ページ抜粋>
##########
ウィルコムのXGP試験サービスが開始され、プレス向けの端末貸与も始まった。筆者も1週間、NECインフロンティア製とネットインデックス製、2枚のXGP通信カードを貸していただいた。“ユーザー数が少ない現時点では”という但し書きは付くものの、下り方向で10Mbps程度のピーク速度が東京駅周辺で計測できた。電車で移動しながらのハンドオーバーがスムーズなことも、他のレポートで明らかな通りだ。
ご存知のようにXGPは2.5GHz帯の新規割り当てにおいて、現在のUQコミュニケーションズとウィルコムが免許を分け合い、事業化を競おうとしている段階。事業化のプロセスは一歩UQコミュニケーションズに譲った形だが、エンドユーザーの視点から見ると、モバイルWiMAXとXGPの関係というのがよく分からないかもしれない。
##########
処理するデータ>
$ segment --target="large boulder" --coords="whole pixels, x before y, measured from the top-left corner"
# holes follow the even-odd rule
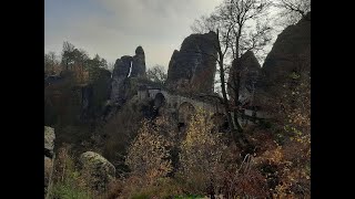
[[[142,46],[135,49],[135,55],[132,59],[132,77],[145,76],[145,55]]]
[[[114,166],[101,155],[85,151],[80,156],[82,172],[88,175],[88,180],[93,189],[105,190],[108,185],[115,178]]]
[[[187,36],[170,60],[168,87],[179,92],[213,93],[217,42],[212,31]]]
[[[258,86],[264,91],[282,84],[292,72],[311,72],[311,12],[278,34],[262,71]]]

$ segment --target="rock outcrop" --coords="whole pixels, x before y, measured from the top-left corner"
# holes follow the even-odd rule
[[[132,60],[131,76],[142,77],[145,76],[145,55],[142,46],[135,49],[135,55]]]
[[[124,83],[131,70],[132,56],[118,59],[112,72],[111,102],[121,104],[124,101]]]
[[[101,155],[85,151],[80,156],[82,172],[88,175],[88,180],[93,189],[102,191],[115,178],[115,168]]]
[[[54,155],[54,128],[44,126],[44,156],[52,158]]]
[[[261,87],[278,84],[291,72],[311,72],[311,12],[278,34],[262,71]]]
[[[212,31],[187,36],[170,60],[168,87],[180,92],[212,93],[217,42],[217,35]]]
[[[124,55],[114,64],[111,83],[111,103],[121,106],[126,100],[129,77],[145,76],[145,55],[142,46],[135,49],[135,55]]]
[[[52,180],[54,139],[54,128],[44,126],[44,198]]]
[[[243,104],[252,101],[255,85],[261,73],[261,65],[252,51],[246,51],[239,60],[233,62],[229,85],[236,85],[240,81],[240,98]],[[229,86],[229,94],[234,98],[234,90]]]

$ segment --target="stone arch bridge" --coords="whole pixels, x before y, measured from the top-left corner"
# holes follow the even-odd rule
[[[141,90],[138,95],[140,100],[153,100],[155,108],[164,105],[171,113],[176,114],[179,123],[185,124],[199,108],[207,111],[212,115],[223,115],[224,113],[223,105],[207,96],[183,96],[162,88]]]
##########
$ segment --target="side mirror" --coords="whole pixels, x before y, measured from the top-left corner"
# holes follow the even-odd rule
##########
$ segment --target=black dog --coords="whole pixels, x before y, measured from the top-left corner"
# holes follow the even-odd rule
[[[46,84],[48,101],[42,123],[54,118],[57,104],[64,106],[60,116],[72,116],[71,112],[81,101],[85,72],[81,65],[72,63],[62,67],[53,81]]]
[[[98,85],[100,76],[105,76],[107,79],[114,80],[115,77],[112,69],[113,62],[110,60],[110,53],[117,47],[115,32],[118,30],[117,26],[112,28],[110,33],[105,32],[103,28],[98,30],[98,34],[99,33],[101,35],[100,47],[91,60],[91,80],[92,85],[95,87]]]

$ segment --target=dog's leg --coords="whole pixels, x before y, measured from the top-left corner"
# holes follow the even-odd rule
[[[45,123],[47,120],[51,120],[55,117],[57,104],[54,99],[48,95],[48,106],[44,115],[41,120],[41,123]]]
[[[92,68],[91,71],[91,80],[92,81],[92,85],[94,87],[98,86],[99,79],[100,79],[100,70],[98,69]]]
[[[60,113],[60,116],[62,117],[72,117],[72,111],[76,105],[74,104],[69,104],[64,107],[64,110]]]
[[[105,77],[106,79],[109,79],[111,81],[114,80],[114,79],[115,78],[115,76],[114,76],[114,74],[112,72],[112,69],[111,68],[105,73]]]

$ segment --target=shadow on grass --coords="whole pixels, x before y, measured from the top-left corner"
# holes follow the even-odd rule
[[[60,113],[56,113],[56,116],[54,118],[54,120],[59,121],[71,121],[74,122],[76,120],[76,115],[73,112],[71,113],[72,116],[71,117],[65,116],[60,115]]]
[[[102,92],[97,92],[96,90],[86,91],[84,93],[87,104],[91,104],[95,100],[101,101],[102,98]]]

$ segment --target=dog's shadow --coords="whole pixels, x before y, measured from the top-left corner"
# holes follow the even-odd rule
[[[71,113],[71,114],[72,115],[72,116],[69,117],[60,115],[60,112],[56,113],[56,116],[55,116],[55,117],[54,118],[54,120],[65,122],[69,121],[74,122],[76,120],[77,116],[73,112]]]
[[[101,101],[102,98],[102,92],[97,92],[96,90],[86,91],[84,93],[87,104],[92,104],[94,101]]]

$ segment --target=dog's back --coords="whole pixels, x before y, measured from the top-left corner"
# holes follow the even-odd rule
##########
課題>
1. 抜粋によると、東京駅周辺で計測できた下り方向のピーク速度はどのくらいですか。
2. 記録の中で、文字列「before」を含む行を数え、その数だけを答えてください。大文字と小文字は区別します。
抜粋と記録は、それぞれ別々の資料です。

解答例>
1. 10Mbps程度です。

2. 9